→ **WORK REQUIRED**
In the records below, swap every "the analyst on our project" for "the reviewer on our team" and reproduce the lines with everything else unchanged. Leave the pictures out of your answer.

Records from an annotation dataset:
— Begin —
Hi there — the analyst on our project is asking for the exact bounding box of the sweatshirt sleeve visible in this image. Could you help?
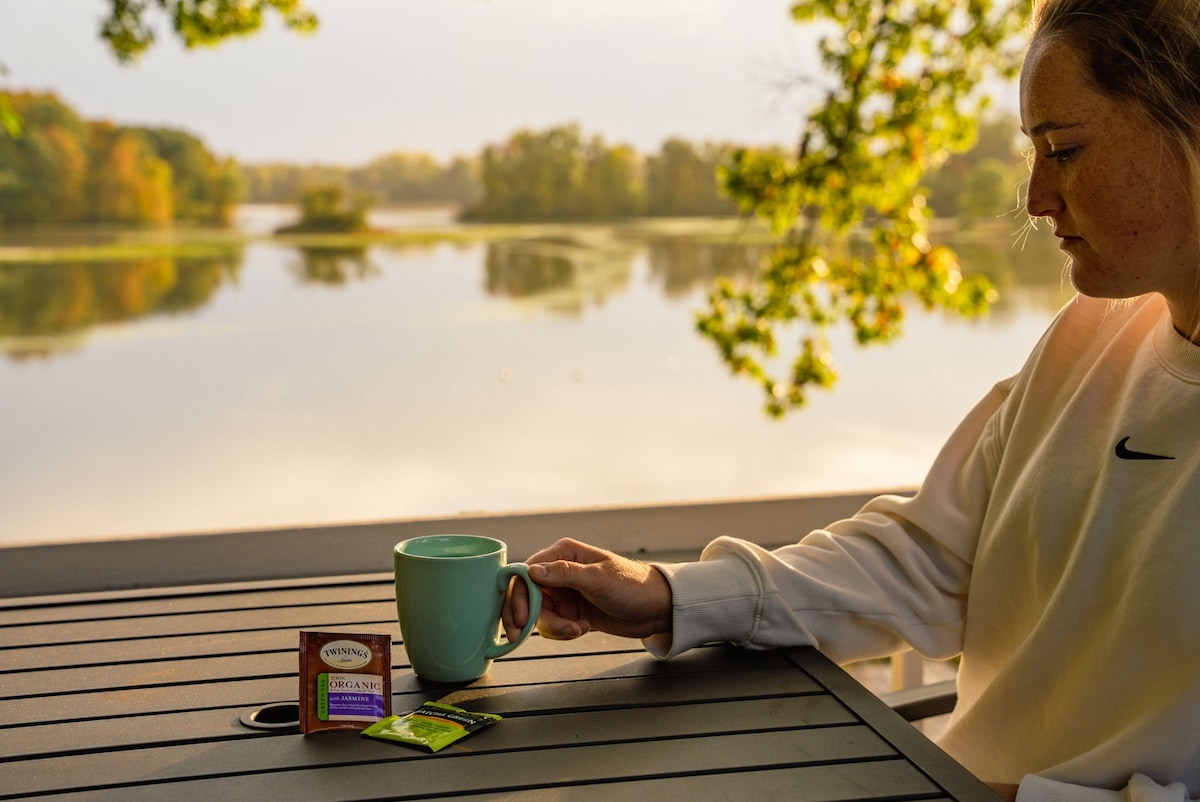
[646,382,1010,663]
[1016,774,1192,802]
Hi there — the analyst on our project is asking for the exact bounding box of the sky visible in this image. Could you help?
[0,0,854,166]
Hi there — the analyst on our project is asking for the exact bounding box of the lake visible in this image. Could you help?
[0,208,1070,543]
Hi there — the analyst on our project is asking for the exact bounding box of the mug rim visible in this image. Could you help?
[392,533,508,559]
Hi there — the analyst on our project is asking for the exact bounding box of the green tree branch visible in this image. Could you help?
[696,0,1024,417]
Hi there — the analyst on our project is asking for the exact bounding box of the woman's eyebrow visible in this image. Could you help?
[1021,120,1082,138]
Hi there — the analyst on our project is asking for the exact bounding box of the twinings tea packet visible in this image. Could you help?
[362,702,500,752]
[300,630,391,732]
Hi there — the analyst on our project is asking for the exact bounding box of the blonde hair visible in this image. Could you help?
[1031,0,1200,331]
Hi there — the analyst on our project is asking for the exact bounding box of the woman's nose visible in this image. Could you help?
[1025,156,1062,217]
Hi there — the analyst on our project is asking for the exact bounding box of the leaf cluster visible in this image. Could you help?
[697,0,1022,417]
[100,0,317,64]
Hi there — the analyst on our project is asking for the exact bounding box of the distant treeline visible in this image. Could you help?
[241,125,736,222]
[0,92,239,226]
[0,92,1026,225]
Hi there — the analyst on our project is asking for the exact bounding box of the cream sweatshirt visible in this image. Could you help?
[646,295,1200,802]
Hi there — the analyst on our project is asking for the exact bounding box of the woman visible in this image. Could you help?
[508,0,1200,802]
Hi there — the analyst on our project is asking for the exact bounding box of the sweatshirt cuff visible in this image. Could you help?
[1016,774,1128,802]
[642,553,760,659]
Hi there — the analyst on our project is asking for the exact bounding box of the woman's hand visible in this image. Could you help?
[503,538,671,640]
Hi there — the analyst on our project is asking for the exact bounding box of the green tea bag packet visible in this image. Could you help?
[362,702,500,752]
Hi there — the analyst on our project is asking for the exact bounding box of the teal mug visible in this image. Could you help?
[394,534,541,683]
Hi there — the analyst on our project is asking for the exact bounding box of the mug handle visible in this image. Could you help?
[486,563,541,660]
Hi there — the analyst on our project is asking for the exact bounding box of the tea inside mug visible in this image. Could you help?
[401,534,504,558]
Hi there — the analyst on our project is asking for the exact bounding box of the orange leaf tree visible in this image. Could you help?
[697,0,1025,417]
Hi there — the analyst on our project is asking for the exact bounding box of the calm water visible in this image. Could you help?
[0,209,1069,541]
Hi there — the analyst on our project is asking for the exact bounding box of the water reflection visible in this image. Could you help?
[0,217,1070,360]
[484,238,635,316]
[292,246,380,287]
[0,251,241,360]
[0,219,1069,541]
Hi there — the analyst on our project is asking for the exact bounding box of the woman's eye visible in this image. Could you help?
[1045,148,1079,164]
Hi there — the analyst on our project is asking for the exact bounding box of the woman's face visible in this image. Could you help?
[1021,40,1200,330]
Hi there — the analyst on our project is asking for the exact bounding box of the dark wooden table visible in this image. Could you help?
[0,575,995,802]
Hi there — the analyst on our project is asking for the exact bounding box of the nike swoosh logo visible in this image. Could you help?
[1116,437,1175,460]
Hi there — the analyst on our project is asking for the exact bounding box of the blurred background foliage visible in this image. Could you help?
[0,0,1027,415]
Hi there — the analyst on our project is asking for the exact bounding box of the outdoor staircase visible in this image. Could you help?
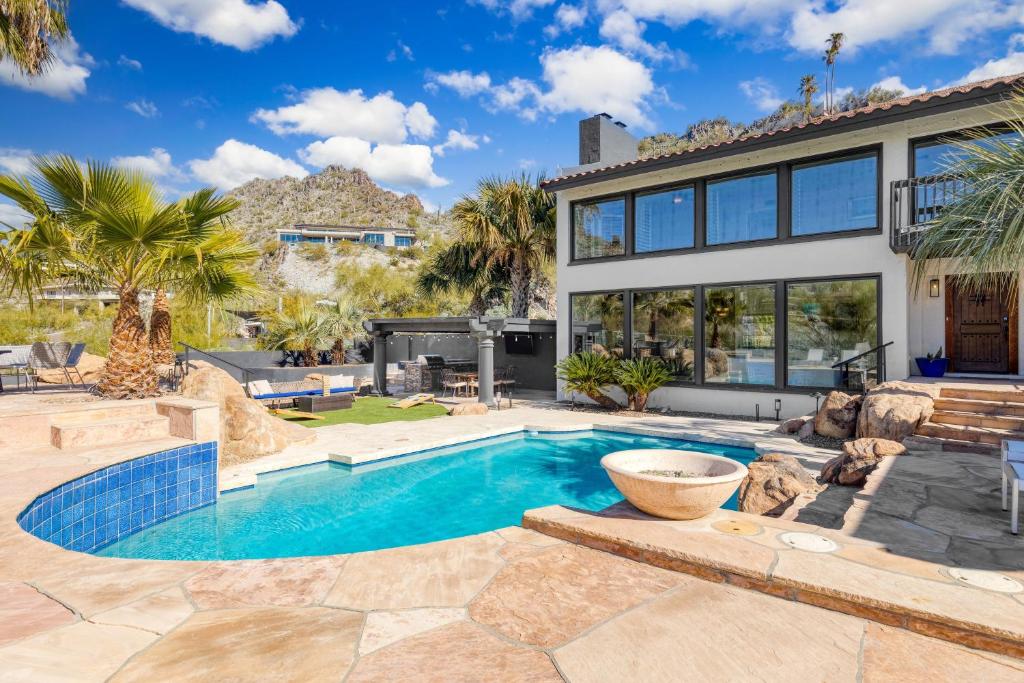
[911,386,1024,455]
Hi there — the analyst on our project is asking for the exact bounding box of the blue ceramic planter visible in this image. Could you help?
[914,358,949,377]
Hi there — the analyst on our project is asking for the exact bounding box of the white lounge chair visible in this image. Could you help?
[1000,439,1024,533]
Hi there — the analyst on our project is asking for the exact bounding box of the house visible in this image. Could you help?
[278,223,416,247]
[545,74,1024,417]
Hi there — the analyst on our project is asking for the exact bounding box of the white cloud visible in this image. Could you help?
[118,54,142,71]
[537,45,656,128]
[427,71,490,97]
[544,4,588,38]
[0,37,95,100]
[122,0,299,50]
[0,202,32,232]
[470,0,555,22]
[111,147,184,180]
[0,147,32,175]
[871,76,928,95]
[433,130,490,157]
[299,136,450,187]
[188,139,309,189]
[739,76,783,114]
[252,88,437,144]
[954,34,1024,85]
[125,97,160,119]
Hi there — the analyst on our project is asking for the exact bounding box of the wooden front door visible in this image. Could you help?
[946,275,1017,374]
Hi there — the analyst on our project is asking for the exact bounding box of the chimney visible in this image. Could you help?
[580,113,638,166]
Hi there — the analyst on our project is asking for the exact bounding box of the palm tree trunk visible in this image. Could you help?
[96,285,158,398]
[150,288,174,366]
[510,256,530,317]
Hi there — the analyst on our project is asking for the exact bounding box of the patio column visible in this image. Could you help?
[475,333,495,408]
[373,331,391,396]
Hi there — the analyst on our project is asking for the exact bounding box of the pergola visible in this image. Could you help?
[362,316,555,407]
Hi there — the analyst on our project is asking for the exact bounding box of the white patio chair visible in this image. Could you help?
[1000,439,1024,533]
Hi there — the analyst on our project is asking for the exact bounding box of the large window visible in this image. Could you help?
[785,278,879,387]
[632,289,694,381]
[791,154,879,236]
[707,171,778,245]
[703,285,775,385]
[633,186,694,254]
[569,292,626,358]
[572,199,626,259]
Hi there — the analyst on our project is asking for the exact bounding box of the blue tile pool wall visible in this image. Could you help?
[17,441,217,553]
— End —
→ **CORRECT RESPONSE**
Hi there — the reviewer on our team is asking for the exact bounding box of the sweatshirt sleeve visible in this image. Could you help?
[646,382,1010,663]
[1016,774,1192,802]
Hi there — the reviewer on our team is asking for the exact bounding box of the sky visible in this image. Could you help?
[0,0,854,166]
Hi there — the reviewer on our team is asking for the exact bounding box of the lake visible in this image. Could you help?
[0,208,1070,543]
Hi there — the reviewer on our team is asking for the exact bounding box of the mug rim visible in this image. Could you help?
[392,533,508,559]
Hi there — the reviewer on our team is asking for the exact bounding box of the green tree branch visible in this image. Could you help?
[696,0,1024,417]
Hi there — the reviewer on our team is asking for the exact bounding box of the woman's eyebrow visible in this image. Could you help?
[1021,120,1082,138]
Hi there — the reviewer on our team is asking for the exact bounding box of the twinings tea packet visible in this image. Could you help?
[362,702,500,752]
[300,630,391,732]
Hi there — the reviewer on our team is asking for the exact bounding box of the blonde hair visible in this image. Could you help?
[1031,0,1200,331]
Hi there — the reviewer on our team is asking for the exact bounding box of the woman's nose visible in this image. Could you help?
[1025,156,1062,217]
Hi there — the reviewer on our team is asking for the exact bounding box of the leaf cluster visible in this image. Could you help?
[697,0,1022,417]
[100,0,317,64]
Hi there — the reviewer on our team is asking for the exact bounding box of the distant treeline visible in this image. Could you help?
[241,125,736,222]
[0,92,239,226]
[0,92,1026,225]
Hi there — the reviewer on our team is asking for the exact bounding box of the cream sweatshirt visible in this image. Could you help?
[646,295,1200,802]
Hi there — the reviewer on our team is asking for the exact bounding box of the woman visible in this image. Could you help?
[508,0,1200,802]
Hi there — the reviewer on our team is asking for the exact bounding box of the sweatshirt cuff visible in this image. Could you help?
[1016,774,1128,802]
[642,553,760,659]
Hi there — the reviewer on our team is asking for the exact bounding box of the woman's hand visible in this image. Could you help?
[503,538,671,640]
Hi there — the reviewer on our team is asking for the exact bounding box of the green tea bag packet visible in this image. Could you help?
[362,702,500,752]
Hi there — the reviewer on our team is asking for the exact bounding box of the teal mug visible in this image. Could you help?
[394,534,541,683]
Hi there — the reviewer on our team is asking for the exact bounding box of the mug handle visible in this image. Could you help?
[486,563,541,660]
Hi there — the reviewer on our team is asking for the exact bounding box of the tea inside mug visible in this image. Could you help?
[401,534,504,558]
Hi there — the reviewer on our team is asking for the exact bounding box of the orange leaf tree visible in this image. Could you help?
[697,0,1025,417]
Hi there — the reviewer on our team is asking for the exact bounding box of the calm water visible in this image. Could you help?
[0,209,1069,541]
Hi there — the reviewer on our team is asking for the exact bounding box of the water reflection visible in this image. Could you help?
[0,217,1070,360]
[484,238,635,316]
[292,246,380,287]
[0,251,241,360]
[0,219,1069,541]
Hi there — the reviewer on our team is asking for the exact bounding box of the woman's eye visible in this image. Could you help?
[1045,148,1079,164]
Hi there — the reviewer on our team is asking for the exact bounding box of the woman's face visible in this image. Could you help?
[1021,40,1200,330]
Hi there — the reviewer on our team is asking for the exact bounding box of the dark wooden table visible in this image. Could you help?
[0,575,995,802]
Hi there — the reviewer on our team is asking for the exact bounding box of the nike swoosh logo visible in this image. Could you help?
[1116,437,1175,460]
Hi there — the reviewer on our team is asking for the exact bounding box of the blurred background foliage visible in this image. Could you help?
[0,0,1027,415]
Hi there — the reviewer on our team is asking for the exact bounding box of the outdoor staircase visible in this image. Could you help?
[911,386,1024,455]
Hi there — the reviewer on our team is asking for the exact bounding box of the blue ceramic planter visible in this image. Could you help?
[914,358,949,377]
Hi there — the reviewer on our team is asking for the exact bounding box of the white lounge chair visible in this image. Could you help?
[1000,439,1024,533]
Hi there — the reviewer on our team is asking for the exact bounding box of the house visible in this image. Could you help?
[278,223,416,247]
[545,74,1024,417]
Hi there — the reviewer on our team is asking for the exact bounding box of the white cloud visible in this image. Could you help?
[118,54,142,71]
[537,45,656,128]
[427,71,490,97]
[544,4,588,38]
[0,37,95,100]
[122,0,299,50]
[0,202,32,232]
[470,0,555,22]
[111,147,184,180]
[0,147,32,175]
[871,76,928,95]
[433,130,490,157]
[299,136,450,187]
[188,139,309,189]
[739,76,783,114]
[252,88,437,144]
[954,34,1024,85]
[125,97,160,119]
Hi there — the reviewer on our team is asking for the exact bounding box of the wooden front door visible in this image. Could you help?
[946,275,1017,374]
Hi there — the reviewer on our team is asking for the exact bounding box of the chimney visible in this image. Could you help?
[580,113,638,166]
Hi there — the reviewer on our team is asking for the exact bounding box of the palm tree trunk visible in this image. Could you help?
[96,285,158,398]
[150,288,174,366]
[510,256,530,317]
Hi there — the reviewer on our team is asking for the exact bounding box of the patio column visible in this image. Could you help?
[475,333,495,408]
[373,331,391,396]
Hi there — the reviewer on our team is asking for the exact bounding box of the pergola visible in this image. Could you help?
[362,316,555,407]
Hi there — the reviewer on our team is asking for the exact bounding box of the white patio chair visible in this image. Could you help?
[1000,439,1024,533]
Hi there — the reviewer on our team is asking for the exact bounding box of the large window visible in this image. Could you help?
[785,278,879,387]
[632,289,694,381]
[791,154,879,236]
[707,171,778,245]
[703,285,775,385]
[633,186,694,254]
[569,292,626,358]
[572,199,626,259]
Hi there — the reviewer on our team is asking for the exact bounding box of the blue tile pool wall visible in this image. Could you help?
[17,441,217,553]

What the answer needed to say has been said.